Reading passage>
────────────────────────────────────────
Impairment charges recorded during fiscal 2015, 2014 and 2013 related to lease reserves and properties held and used and held for sale, as discussed in Note 4—Reserves for Closed Properties and Property, Plant and Equipment-related Impairment Charges were measured at fair value using Level 3 inputs. Intangible asset impairment charges recorded during fiscal 2013 discussed in Note 3—Goodwill and Intangible Assets were measured at fair value using Level 3 inputs. Discontinued operations property, plant and equipment impairment charges and finalization adjustments recorded in fiscal 2014 and 2013 related to the sale of NAI were recorded in Income from discontinued operations, net of tax, and are discussed in Note 16—Discontinued Operations, and were measured at fair value using Level 3 inputs.
Derivative Financial Instruments
On February 24, 2015, the Company entered into a forward starting interest rate swap agreement effectively converting $300 of variable rate debt under the Company's Secured Term Loan Facility (defined below) to a fixed rate of 5.5075 percent, effective beginning in February 2016 and through the Secured Term Loan Facility's maturity in March 2019. This transaction was entered into to reduce the Company's exposure to changes in market interest rates associated with its variable rate debt. The Company designated this derivative as a cash flow hedge of the variability in expected cash outflows of interest payments. The fair value of the interest rate swap represents a liability of $0 as of February 28, 2015, which was recorded in Other long-term liabilities and measured using Level 2 inputs. The interest rate swap agreement is valued using an income approach interest rate swap valuation model incorporating observable market inputs including interest rates, LIBOR swap rates and credit default swap rates. As of February 28, 2015, a 100 basis point increase or decrease in forward LIBOR interest rates would increase or decrease, respectively, the fair value of the interest rate swap by approximately $7.
────────────────────────────────────────
Stored entries
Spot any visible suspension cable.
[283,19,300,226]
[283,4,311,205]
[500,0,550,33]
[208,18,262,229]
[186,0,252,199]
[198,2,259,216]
────────────────────────────────────────
Set tasks>
1. According to the financial note, on what date did the Company enter into its forward starting interest rate swap agreement?
2. Reproduce the financial note word for word from "Impairment charges recorded during fiscal 2015, 2014" to "and were measured at fair value using Level 3 inputs.".

The replies>
1. February 24, 2015.

2.
Impairment charges recorded during fiscal 2015, 2014 and 2013 related to lease reserves and properties held and used and held for sale, as discussed in Note 4—Reserves for Closed Properties and Property, Plant and Equipment-related Impairment Charges were measured at fair value using Level 3 inputs. Intangible asset impairment charges recorded during fiscal 2013 discussed in Note 3—Goodwill and Intangible Assets were measured at fair value using Level 3 inputs. Discontinued operations property, plant and equipment impairment charges and finalization adjustments recorded in fiscal 2014 and 2013 related to the sale of NAI were recorded in Income from discontinued operations, net of tax, and are discussed in Note 16—Discontinued Operations, and were measured at fair value using Level 3 inputs.